Records provided =
■ ■ ■

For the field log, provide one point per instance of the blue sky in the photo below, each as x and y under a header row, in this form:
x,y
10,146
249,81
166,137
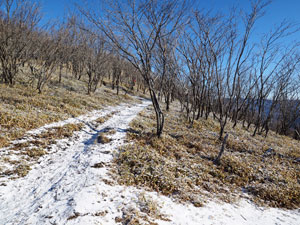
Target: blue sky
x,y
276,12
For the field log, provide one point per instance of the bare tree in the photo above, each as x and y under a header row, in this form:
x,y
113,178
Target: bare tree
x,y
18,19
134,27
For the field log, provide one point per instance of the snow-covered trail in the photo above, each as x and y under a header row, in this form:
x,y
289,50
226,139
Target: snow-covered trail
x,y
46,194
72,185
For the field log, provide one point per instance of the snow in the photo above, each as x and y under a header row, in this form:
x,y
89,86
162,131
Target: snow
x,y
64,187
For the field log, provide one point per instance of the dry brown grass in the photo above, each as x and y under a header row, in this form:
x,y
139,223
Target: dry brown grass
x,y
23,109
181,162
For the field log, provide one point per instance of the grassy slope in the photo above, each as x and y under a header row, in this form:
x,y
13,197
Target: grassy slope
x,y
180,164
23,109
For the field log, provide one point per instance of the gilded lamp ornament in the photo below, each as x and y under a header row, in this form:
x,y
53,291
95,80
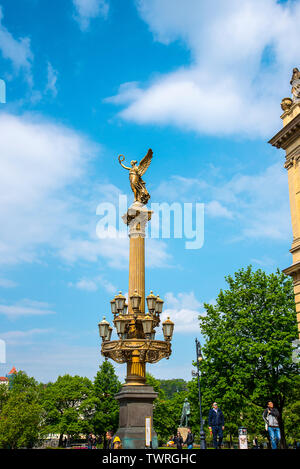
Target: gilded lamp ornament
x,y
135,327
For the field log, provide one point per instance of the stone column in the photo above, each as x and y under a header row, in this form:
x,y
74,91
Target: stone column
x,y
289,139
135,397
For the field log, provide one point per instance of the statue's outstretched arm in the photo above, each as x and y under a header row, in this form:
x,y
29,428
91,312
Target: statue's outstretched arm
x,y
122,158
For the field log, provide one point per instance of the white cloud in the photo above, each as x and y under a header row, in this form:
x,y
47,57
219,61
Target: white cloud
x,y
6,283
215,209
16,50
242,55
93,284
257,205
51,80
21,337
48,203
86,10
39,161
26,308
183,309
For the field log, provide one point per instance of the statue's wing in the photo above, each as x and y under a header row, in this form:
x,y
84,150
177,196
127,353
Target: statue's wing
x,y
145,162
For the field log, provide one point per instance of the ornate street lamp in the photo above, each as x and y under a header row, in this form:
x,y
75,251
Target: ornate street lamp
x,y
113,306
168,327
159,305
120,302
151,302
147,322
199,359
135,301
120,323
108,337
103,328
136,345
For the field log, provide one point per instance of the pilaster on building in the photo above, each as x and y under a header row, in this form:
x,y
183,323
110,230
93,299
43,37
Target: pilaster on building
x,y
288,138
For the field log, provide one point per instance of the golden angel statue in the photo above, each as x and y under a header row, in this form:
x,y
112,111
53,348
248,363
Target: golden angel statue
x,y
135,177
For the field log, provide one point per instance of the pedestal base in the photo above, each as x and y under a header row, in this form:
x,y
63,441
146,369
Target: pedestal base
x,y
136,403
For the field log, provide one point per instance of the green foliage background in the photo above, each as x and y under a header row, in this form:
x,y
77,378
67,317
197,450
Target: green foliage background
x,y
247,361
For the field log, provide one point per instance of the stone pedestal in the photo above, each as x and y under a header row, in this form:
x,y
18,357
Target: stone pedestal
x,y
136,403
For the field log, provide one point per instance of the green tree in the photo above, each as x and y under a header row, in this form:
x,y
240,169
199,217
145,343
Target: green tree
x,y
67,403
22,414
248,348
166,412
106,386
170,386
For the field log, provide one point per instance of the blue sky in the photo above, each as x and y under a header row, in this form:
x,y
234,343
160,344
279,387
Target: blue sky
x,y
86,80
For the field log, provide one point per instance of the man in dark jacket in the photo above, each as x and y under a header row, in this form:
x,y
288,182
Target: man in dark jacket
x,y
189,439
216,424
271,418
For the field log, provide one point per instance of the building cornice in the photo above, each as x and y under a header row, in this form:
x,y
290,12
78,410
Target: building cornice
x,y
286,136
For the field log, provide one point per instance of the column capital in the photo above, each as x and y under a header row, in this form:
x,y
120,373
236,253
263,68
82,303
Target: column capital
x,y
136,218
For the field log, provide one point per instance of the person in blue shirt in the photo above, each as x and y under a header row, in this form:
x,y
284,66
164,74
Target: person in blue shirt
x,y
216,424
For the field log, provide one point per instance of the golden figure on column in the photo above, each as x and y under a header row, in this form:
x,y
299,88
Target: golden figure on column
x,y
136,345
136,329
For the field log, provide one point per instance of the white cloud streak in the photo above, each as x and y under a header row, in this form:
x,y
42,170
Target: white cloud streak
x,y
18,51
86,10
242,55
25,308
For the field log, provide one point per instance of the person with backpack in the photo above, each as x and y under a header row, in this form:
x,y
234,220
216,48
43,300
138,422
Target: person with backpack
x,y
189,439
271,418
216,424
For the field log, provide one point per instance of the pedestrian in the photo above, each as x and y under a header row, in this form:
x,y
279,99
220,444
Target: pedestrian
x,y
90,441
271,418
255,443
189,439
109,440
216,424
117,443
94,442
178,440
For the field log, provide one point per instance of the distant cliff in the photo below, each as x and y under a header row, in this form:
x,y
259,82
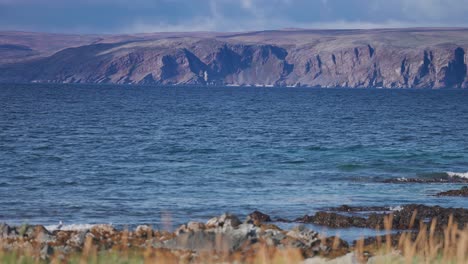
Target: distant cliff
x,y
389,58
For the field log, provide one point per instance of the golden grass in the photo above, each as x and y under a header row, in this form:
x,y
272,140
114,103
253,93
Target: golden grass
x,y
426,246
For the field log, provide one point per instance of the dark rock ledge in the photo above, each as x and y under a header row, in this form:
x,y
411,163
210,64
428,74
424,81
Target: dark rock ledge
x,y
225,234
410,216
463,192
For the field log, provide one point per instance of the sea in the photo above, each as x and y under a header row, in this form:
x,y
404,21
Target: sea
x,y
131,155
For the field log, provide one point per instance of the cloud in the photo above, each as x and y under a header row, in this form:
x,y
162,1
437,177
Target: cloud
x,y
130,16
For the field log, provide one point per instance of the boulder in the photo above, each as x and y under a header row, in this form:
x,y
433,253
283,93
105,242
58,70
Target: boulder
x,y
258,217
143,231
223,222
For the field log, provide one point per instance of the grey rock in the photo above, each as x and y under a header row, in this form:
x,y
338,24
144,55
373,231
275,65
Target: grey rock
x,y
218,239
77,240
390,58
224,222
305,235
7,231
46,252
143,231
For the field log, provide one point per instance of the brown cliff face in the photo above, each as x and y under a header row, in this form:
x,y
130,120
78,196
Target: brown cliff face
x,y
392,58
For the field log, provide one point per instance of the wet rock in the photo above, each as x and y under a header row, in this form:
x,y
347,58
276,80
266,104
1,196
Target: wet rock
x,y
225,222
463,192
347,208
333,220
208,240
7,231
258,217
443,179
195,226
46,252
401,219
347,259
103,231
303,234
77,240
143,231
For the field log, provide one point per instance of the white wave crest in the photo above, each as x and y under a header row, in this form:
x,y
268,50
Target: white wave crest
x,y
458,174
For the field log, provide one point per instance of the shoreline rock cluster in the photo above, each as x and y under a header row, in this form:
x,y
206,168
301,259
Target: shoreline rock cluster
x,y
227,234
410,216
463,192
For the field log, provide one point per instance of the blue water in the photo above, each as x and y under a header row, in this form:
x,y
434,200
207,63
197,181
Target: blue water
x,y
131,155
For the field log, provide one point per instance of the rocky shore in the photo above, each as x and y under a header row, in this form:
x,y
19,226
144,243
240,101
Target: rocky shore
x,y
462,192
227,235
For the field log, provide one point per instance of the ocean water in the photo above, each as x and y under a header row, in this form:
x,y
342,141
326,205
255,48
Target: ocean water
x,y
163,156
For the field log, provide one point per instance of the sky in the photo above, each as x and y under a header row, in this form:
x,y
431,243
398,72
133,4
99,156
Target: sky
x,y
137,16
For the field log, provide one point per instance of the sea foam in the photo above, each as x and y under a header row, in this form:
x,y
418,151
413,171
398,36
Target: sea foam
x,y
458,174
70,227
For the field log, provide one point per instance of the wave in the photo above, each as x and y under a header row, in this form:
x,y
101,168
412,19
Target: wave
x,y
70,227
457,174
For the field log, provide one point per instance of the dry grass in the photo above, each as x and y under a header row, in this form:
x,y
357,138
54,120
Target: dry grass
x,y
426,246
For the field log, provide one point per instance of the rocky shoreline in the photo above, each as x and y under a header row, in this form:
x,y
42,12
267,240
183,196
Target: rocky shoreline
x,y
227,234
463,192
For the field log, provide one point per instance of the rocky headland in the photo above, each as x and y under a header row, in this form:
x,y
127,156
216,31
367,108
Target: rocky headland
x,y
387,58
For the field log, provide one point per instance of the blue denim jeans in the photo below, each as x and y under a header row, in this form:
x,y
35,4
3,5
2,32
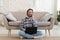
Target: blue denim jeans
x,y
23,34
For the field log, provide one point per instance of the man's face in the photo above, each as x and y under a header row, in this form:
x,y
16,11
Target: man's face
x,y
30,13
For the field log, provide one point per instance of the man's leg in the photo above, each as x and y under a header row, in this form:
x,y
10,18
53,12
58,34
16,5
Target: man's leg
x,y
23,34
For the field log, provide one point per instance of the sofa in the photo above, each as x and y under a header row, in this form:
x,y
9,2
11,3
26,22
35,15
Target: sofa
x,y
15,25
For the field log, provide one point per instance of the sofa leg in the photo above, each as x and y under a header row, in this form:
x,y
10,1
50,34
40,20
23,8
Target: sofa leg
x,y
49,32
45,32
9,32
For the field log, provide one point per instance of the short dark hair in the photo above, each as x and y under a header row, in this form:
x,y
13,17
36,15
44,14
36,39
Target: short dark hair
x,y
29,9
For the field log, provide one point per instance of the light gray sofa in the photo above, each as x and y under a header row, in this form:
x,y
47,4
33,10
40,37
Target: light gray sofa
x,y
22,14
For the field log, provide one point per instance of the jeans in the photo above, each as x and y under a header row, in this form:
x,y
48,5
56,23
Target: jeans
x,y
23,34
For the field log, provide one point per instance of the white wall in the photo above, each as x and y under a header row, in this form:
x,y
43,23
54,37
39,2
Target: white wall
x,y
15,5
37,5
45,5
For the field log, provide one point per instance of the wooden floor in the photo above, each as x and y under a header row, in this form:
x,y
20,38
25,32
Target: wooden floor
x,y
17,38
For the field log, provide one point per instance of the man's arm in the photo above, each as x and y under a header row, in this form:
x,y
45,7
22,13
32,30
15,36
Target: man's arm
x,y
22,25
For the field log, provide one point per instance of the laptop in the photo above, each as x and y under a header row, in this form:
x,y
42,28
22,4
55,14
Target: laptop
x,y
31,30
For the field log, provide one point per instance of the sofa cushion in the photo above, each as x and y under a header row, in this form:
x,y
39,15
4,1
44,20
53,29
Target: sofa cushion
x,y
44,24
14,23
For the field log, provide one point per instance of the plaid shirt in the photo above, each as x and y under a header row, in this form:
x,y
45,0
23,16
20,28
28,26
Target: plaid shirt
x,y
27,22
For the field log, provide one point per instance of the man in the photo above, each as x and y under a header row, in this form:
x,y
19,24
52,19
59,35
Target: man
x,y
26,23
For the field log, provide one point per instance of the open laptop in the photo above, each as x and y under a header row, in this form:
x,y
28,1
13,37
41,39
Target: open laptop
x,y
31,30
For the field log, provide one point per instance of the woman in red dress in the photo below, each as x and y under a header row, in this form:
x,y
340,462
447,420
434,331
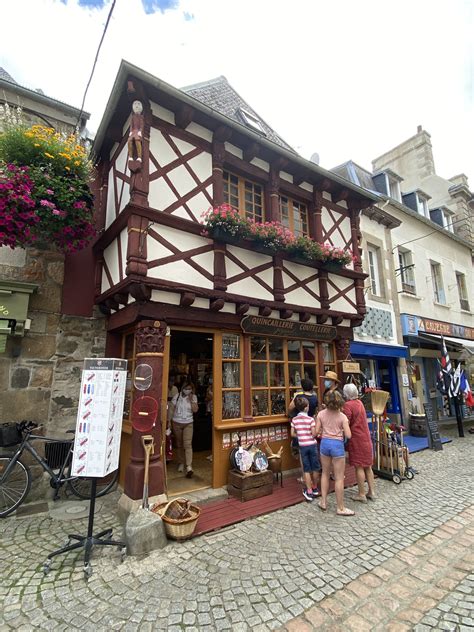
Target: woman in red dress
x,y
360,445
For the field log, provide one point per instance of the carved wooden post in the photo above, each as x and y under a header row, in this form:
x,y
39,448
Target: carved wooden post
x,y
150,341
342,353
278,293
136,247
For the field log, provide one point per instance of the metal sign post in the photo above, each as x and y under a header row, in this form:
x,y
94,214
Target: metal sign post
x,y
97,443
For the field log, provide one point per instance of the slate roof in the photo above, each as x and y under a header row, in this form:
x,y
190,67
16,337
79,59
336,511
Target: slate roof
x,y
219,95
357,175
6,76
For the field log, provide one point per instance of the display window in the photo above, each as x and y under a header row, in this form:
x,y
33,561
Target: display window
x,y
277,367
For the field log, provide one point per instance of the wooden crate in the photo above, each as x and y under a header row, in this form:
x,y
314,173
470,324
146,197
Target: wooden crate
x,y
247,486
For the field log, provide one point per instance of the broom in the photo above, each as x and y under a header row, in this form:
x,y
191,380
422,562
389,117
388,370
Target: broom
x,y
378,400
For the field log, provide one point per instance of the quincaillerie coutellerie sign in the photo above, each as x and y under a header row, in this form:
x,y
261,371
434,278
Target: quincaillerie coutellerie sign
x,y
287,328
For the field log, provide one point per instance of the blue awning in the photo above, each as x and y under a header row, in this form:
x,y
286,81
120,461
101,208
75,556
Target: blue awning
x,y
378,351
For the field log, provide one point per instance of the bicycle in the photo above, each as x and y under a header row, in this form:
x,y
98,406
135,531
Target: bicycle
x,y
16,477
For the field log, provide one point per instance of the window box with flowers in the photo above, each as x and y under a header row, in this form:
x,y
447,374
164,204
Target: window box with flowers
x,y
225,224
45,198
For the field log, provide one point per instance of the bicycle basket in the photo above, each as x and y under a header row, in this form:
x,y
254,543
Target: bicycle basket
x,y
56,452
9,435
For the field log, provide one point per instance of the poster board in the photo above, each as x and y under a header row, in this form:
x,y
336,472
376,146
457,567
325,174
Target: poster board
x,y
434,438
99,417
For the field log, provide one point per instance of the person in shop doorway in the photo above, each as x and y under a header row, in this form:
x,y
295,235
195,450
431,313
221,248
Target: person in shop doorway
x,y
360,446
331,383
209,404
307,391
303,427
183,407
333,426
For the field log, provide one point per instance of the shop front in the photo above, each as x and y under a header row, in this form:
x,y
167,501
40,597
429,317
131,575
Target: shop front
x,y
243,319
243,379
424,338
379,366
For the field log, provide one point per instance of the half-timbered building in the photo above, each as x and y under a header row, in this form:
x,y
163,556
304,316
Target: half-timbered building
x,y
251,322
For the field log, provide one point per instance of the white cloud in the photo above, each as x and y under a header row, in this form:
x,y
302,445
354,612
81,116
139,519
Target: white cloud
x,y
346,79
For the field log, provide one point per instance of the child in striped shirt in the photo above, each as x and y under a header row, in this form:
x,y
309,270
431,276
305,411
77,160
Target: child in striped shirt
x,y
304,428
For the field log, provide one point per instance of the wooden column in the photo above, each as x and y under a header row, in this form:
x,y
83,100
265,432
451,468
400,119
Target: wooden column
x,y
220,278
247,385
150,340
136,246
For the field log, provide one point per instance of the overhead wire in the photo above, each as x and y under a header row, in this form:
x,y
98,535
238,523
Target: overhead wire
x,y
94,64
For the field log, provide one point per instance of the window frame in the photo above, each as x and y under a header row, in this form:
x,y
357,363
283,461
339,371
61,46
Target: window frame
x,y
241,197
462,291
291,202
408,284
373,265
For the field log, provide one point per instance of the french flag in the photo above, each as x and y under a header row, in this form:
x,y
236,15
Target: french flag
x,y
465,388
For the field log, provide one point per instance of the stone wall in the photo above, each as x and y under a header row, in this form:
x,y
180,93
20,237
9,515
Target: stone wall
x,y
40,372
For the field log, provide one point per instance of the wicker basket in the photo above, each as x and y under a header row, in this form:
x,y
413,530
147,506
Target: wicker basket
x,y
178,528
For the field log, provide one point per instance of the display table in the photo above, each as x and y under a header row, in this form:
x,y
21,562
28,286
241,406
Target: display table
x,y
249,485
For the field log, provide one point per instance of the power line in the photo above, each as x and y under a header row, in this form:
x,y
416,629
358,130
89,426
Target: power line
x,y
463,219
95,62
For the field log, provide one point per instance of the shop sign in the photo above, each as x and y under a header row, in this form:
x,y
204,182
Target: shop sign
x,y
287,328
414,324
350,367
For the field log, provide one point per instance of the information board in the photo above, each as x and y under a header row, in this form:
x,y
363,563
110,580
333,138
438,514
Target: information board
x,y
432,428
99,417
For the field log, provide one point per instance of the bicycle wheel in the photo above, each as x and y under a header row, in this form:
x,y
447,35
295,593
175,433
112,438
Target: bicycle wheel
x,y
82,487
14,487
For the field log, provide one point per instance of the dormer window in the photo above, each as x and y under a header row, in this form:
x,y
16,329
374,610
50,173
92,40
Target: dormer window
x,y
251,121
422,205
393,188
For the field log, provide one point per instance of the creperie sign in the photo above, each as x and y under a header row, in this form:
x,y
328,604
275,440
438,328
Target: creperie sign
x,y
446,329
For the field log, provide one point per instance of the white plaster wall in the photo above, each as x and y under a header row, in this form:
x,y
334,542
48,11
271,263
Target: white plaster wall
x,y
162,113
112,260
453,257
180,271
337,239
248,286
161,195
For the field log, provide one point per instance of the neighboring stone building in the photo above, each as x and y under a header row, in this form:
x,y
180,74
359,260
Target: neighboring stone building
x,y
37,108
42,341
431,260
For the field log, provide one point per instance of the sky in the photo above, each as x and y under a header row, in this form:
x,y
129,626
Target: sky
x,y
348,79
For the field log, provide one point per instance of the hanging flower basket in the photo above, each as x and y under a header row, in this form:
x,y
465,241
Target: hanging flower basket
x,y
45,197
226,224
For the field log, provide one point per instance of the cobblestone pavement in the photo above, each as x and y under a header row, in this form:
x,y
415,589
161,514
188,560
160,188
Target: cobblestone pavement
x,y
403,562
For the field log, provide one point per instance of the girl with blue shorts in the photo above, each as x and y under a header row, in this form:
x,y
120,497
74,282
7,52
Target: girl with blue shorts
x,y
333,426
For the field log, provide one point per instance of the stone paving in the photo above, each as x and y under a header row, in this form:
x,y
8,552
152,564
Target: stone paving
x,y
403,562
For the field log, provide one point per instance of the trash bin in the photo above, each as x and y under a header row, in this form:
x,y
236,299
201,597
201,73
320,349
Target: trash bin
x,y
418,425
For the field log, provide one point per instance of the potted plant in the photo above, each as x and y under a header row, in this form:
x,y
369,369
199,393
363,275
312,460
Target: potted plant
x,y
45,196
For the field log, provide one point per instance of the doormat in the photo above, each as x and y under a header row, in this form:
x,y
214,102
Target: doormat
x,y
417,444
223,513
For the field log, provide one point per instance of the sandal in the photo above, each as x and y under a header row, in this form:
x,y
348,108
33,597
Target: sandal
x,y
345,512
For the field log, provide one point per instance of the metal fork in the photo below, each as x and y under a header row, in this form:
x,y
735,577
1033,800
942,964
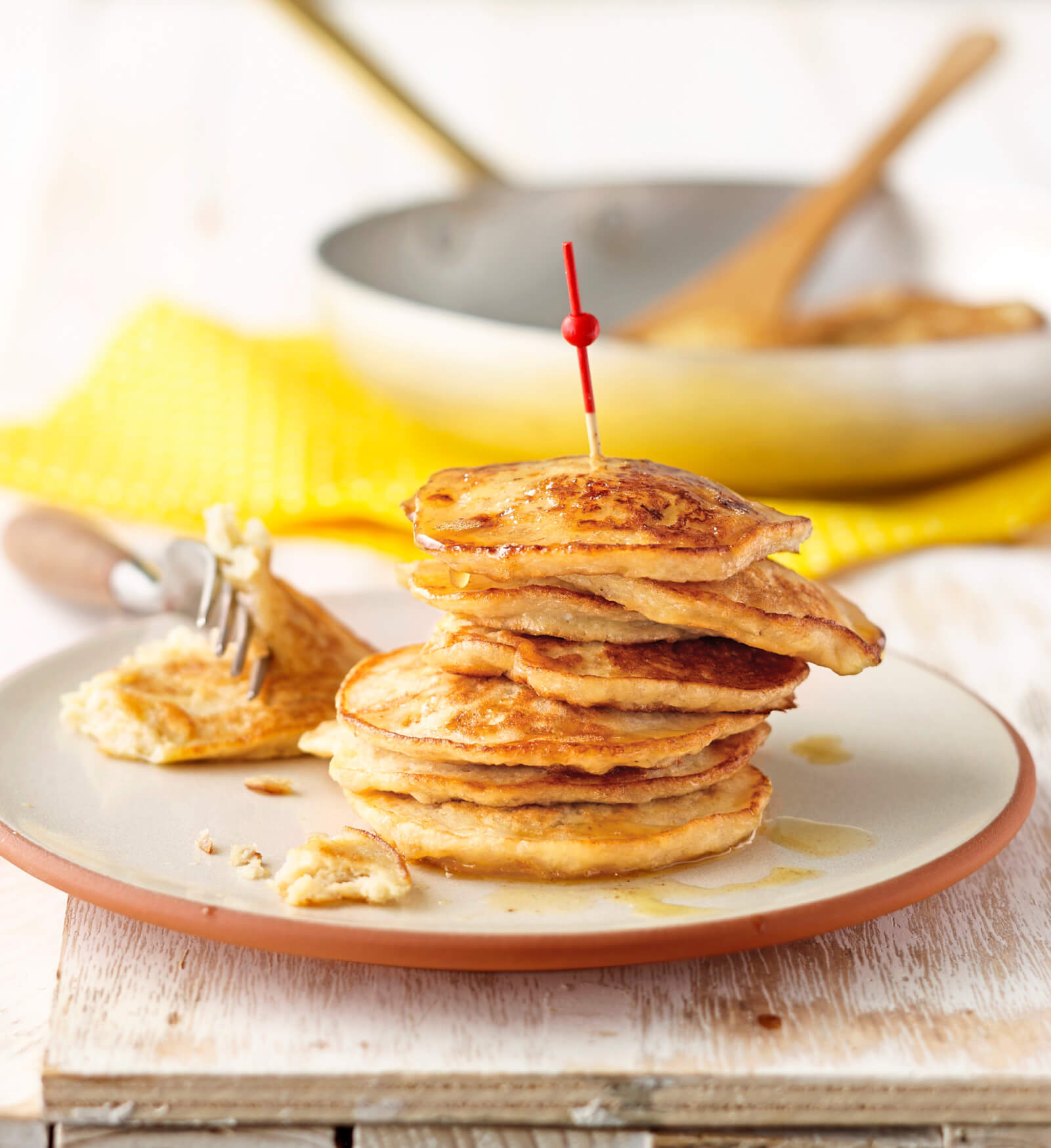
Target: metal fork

■ ■ ■

Problem details = Output exactly the lines from the one containing "of the doormat" through the last line of the records above, both included, leaving out any pictures.

Task solution =
For the field log, provide one point per instance of the doormat in the photo above, each as x and y under a header row, in this form:
x,y
214,102
Target: doormat
x,y
417,444
223,513
For the field log, provide one point per instance of the sandal in the photo above, each as x and y under a header row, in this form:
x,y
348,108
33,597
Target: sandal
x,y
345,512
For the field log, provide one point per instance of the metal fork in the photo below, each as x and y under a header row, in this form:
x,y
735,577
1033,800
942,964
Target: metal fork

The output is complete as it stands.